─── EXTRAIT
G. Service cumulatif rémunéré signifie :

i) un mois de service cumulatif rémunéré comptera 21 jours ou la majeure partie de cette période.

ii) [...]


iii) est compris dans le calcul du service cumulatif rémunéré, le temps hors travail pendant lequel un employé qui fournit des services rémunérés au cours d'une année civile est absent pour cause de maladie réelle, de blessure, de congé de maternité autorisé, de participation à des réunions de comités, de témoignage devant un tribunal, ou de l'exercice non rémunéré des fonctions de juré, ne dépassant pas un total de 100 jours au cours d'une année civile.
──────
CONSIGNE: Selon l'extrait, quel plafond annuel s'applique au temps hors travail compris dans le calcul du service cumulatif rémunéré ?
─── ENTRÉES
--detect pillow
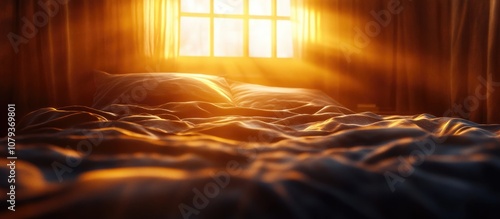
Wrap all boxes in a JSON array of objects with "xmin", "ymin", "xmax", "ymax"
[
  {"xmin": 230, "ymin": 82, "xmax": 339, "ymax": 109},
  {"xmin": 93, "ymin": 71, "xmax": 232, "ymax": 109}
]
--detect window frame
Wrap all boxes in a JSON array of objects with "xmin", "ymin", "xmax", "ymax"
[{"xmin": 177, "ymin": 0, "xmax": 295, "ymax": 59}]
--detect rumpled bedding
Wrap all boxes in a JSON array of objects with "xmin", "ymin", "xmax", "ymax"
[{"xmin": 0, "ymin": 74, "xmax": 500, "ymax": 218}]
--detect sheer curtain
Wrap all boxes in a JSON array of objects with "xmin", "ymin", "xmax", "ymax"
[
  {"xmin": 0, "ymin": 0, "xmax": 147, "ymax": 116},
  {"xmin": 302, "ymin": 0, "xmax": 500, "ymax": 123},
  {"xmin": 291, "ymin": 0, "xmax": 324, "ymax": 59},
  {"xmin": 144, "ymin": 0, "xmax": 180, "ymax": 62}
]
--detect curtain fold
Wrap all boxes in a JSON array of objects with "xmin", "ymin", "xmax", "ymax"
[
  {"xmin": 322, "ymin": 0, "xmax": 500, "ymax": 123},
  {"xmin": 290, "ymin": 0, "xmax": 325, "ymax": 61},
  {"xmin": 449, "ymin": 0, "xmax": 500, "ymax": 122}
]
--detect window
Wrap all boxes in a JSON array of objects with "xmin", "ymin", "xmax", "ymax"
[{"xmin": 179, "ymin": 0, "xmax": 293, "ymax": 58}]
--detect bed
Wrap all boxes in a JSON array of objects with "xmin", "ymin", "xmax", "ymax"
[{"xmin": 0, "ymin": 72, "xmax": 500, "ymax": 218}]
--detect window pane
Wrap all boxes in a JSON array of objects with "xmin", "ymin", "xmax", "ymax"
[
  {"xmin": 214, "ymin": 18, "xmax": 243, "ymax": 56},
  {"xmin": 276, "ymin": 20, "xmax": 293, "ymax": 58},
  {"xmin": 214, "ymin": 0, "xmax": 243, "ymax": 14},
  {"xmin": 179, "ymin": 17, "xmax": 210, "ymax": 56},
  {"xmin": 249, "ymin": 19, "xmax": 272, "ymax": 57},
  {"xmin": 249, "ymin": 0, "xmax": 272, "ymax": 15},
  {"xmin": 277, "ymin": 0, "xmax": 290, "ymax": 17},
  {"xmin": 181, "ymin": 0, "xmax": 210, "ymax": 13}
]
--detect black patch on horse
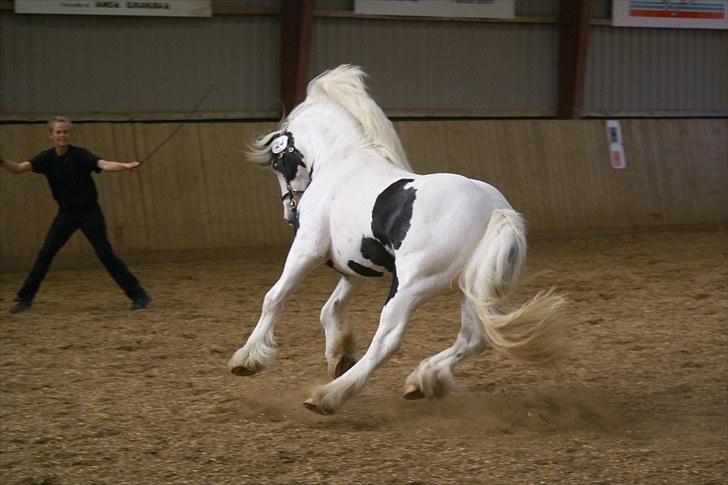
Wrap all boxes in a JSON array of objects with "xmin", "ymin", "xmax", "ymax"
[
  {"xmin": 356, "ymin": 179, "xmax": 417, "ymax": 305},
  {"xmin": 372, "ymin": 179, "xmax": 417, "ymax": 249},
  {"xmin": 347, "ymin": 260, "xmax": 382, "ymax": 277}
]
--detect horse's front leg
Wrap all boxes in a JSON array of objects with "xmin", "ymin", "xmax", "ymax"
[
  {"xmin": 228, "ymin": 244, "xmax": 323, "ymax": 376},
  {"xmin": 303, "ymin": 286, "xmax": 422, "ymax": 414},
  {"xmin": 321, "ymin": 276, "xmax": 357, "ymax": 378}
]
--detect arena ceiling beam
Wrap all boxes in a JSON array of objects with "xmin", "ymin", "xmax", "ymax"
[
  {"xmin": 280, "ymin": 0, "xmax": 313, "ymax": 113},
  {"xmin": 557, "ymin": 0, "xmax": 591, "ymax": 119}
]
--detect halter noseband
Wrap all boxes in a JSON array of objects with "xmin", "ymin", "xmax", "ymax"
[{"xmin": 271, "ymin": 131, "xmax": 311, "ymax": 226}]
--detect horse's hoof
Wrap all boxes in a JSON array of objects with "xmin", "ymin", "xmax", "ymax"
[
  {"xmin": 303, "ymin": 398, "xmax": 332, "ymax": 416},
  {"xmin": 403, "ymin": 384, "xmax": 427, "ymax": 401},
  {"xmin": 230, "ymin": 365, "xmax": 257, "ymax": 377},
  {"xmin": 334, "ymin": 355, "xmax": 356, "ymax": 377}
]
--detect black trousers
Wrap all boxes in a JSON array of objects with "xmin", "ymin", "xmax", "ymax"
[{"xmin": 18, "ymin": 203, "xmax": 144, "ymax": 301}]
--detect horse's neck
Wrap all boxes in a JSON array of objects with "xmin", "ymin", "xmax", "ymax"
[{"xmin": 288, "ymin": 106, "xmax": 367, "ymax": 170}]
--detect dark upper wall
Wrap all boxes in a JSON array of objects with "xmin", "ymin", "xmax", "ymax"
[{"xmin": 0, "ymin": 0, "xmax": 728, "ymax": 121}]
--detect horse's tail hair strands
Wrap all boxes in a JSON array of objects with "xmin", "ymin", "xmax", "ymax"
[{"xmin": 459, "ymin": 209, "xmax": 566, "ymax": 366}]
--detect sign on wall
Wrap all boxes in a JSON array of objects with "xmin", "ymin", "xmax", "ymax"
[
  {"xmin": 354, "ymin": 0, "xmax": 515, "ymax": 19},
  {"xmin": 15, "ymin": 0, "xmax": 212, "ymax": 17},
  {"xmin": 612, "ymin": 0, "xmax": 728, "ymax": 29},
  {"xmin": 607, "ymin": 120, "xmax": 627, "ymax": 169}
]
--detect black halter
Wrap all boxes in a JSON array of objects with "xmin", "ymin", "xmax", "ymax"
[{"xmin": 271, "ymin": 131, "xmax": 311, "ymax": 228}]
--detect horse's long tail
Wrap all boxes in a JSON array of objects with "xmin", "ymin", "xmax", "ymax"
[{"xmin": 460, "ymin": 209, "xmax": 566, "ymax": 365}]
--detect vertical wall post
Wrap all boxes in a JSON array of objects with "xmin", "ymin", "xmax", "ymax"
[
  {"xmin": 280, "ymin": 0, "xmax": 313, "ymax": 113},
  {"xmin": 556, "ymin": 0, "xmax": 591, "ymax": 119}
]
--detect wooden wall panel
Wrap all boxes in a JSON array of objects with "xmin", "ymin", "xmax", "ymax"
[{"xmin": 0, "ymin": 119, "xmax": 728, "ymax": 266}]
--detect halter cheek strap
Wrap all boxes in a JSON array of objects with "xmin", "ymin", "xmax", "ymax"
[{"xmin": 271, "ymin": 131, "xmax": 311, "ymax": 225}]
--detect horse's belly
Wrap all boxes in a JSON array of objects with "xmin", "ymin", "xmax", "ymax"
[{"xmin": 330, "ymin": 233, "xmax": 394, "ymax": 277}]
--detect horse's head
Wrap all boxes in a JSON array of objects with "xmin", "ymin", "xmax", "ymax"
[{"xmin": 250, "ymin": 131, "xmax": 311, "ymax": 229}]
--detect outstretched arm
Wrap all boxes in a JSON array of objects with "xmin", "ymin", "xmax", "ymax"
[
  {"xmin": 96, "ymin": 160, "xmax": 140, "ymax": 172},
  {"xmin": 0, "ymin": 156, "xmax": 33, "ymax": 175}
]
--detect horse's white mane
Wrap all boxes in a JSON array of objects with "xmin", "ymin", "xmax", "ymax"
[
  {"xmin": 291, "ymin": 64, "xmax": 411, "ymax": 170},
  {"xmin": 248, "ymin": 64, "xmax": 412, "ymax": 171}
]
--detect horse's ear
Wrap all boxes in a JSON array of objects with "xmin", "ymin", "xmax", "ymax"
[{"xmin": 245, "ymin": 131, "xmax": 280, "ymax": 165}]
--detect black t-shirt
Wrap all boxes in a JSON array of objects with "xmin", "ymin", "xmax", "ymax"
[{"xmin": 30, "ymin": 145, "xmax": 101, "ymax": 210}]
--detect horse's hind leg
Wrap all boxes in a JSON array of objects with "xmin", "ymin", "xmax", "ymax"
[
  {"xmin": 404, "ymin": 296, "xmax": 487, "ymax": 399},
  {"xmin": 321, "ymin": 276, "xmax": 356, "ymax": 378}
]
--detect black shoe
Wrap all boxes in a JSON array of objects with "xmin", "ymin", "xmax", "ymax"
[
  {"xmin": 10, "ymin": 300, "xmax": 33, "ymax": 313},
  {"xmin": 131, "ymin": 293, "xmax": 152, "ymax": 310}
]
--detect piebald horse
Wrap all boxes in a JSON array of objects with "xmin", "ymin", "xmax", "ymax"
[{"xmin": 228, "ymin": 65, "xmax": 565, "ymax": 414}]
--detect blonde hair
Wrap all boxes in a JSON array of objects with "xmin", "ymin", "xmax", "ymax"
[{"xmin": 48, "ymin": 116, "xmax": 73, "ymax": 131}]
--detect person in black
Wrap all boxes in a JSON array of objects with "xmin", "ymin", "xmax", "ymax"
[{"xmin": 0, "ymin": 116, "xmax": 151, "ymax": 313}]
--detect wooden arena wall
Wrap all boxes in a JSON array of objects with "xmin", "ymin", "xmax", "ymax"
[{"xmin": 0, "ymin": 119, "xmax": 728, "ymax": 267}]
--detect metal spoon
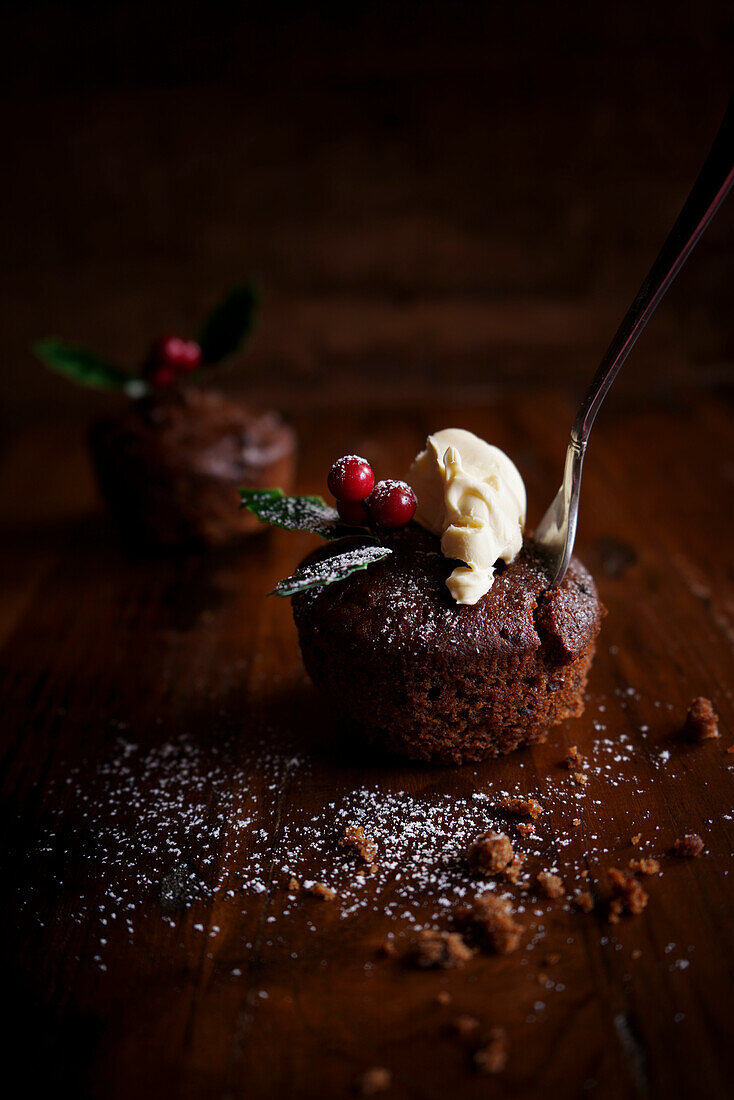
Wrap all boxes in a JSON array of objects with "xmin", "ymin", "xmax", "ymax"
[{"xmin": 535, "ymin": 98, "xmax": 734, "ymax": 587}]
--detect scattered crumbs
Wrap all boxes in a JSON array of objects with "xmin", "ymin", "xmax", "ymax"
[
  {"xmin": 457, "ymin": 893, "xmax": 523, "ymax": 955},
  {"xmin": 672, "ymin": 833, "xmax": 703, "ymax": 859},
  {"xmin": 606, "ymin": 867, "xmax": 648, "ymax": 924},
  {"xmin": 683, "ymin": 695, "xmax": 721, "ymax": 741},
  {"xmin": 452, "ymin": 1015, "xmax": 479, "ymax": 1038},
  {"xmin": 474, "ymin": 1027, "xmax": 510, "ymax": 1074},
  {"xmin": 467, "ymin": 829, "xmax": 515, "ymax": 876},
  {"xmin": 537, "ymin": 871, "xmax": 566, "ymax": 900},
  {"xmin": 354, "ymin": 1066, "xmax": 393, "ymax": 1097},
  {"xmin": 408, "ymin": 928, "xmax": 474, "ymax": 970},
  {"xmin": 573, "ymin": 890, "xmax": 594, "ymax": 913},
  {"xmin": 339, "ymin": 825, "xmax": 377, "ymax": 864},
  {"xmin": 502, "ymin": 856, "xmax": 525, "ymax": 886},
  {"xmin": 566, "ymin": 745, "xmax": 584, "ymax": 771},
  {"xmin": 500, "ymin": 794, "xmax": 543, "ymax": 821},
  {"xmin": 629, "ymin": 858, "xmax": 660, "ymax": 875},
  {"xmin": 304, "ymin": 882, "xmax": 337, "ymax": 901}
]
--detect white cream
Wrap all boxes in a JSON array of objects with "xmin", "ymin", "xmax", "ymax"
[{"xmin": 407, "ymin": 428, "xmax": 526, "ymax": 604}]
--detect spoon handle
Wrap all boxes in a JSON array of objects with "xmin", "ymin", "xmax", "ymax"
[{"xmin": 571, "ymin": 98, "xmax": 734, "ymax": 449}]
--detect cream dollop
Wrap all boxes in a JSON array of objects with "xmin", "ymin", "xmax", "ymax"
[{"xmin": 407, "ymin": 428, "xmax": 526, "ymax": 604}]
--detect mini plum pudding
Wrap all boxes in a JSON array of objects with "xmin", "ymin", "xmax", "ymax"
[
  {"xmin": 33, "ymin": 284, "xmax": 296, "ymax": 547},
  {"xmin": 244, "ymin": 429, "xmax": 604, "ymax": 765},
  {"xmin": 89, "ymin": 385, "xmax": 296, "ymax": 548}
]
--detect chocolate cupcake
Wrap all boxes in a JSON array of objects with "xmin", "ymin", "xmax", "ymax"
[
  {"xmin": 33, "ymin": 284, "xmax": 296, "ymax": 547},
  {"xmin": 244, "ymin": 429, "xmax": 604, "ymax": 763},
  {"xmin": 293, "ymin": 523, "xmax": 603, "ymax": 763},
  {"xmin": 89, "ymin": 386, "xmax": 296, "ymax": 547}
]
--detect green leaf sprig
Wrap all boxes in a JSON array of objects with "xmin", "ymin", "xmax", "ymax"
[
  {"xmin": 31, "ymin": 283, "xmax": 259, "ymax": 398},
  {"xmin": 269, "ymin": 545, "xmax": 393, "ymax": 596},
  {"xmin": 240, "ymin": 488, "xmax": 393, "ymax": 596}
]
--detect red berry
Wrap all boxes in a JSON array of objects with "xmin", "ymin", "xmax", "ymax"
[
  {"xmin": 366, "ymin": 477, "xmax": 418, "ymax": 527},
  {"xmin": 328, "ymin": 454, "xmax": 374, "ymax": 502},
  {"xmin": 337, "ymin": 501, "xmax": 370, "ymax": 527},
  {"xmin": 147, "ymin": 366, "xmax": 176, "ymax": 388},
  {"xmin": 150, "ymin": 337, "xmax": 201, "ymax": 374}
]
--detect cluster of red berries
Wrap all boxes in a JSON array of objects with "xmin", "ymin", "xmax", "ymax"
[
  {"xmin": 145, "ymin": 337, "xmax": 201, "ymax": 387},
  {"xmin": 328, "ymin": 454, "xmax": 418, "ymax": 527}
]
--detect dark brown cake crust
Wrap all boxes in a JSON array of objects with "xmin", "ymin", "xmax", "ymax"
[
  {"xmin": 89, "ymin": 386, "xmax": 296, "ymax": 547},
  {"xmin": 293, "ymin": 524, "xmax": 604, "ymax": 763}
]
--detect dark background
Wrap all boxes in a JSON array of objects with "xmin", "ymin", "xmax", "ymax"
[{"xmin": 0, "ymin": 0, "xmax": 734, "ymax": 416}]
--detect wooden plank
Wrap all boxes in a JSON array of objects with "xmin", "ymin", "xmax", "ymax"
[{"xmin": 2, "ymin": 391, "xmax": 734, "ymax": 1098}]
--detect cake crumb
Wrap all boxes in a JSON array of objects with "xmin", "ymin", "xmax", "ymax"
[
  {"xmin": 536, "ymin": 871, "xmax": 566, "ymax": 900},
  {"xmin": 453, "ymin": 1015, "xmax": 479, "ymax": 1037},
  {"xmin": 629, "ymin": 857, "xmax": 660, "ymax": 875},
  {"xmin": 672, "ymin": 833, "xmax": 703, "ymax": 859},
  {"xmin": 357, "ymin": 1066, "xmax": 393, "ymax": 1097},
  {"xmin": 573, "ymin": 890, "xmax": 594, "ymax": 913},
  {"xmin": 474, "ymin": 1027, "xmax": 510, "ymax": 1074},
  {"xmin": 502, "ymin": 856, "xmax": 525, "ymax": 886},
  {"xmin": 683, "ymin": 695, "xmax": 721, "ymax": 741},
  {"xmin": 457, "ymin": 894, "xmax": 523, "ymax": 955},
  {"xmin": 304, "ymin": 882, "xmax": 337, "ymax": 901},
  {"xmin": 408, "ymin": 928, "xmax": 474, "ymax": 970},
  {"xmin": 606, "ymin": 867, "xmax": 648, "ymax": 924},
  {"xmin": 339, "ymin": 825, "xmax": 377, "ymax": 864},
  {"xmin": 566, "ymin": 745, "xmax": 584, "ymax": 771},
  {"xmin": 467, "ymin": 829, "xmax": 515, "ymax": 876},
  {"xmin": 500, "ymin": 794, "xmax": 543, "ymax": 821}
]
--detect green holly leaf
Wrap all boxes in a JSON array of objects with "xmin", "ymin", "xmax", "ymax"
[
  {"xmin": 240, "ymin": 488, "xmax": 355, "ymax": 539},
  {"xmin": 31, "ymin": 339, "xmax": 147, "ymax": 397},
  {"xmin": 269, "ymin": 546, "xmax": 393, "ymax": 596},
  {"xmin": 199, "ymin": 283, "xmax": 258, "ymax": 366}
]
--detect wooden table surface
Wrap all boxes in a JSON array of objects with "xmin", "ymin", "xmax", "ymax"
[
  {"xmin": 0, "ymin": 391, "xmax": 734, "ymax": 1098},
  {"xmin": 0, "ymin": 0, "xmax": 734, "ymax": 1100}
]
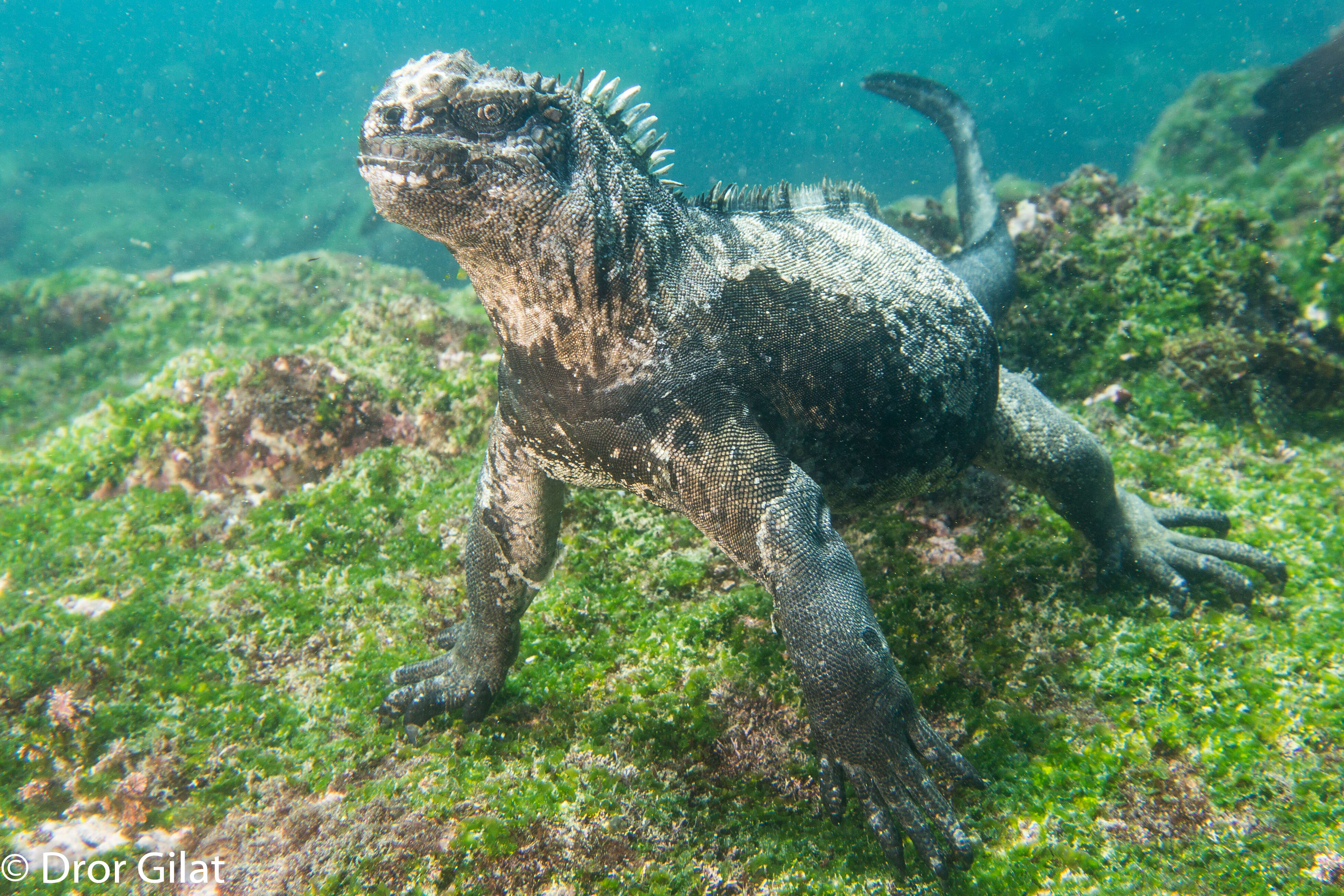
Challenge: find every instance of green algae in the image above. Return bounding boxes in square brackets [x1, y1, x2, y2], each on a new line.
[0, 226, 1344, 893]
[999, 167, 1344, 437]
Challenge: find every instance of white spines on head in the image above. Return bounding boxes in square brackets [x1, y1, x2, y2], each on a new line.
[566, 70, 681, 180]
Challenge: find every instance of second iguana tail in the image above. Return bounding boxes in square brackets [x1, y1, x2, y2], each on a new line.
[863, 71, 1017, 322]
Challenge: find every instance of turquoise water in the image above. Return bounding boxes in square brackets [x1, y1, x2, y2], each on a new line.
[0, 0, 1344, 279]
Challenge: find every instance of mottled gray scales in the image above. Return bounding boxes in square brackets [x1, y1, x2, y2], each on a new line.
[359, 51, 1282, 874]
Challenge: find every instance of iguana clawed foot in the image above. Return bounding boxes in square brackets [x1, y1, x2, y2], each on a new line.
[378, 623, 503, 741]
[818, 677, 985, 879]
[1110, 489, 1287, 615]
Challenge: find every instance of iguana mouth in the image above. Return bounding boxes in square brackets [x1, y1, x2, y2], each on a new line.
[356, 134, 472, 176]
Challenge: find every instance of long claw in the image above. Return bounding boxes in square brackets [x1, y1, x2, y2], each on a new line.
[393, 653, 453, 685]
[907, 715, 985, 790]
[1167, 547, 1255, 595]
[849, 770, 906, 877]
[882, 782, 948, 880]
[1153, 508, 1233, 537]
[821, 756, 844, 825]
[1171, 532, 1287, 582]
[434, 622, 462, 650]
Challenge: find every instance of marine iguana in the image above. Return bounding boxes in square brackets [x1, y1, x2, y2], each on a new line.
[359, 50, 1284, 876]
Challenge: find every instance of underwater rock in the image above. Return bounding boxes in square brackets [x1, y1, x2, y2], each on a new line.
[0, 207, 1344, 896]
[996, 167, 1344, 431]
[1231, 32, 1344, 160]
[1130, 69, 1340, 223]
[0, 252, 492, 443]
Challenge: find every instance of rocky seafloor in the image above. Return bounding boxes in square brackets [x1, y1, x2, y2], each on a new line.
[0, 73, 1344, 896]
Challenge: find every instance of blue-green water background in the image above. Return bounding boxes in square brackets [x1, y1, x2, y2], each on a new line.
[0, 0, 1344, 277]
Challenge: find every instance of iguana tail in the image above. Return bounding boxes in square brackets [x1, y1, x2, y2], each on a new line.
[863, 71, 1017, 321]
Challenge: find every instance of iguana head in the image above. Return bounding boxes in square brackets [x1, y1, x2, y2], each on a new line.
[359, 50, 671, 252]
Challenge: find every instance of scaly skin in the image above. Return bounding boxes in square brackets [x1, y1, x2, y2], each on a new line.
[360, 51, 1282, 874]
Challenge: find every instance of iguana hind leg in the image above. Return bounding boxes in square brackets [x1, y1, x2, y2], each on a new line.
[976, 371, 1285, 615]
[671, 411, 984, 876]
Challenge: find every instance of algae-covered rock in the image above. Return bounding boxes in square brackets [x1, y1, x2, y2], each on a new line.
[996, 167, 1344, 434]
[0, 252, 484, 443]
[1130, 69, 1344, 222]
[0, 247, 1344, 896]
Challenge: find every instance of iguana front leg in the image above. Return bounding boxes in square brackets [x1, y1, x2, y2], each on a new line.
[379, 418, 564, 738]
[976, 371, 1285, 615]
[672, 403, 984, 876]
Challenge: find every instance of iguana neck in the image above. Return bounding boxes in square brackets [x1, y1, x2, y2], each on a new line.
──────
RÉPONSE FINALE: Un total de 100 jours au cours d'une année civile.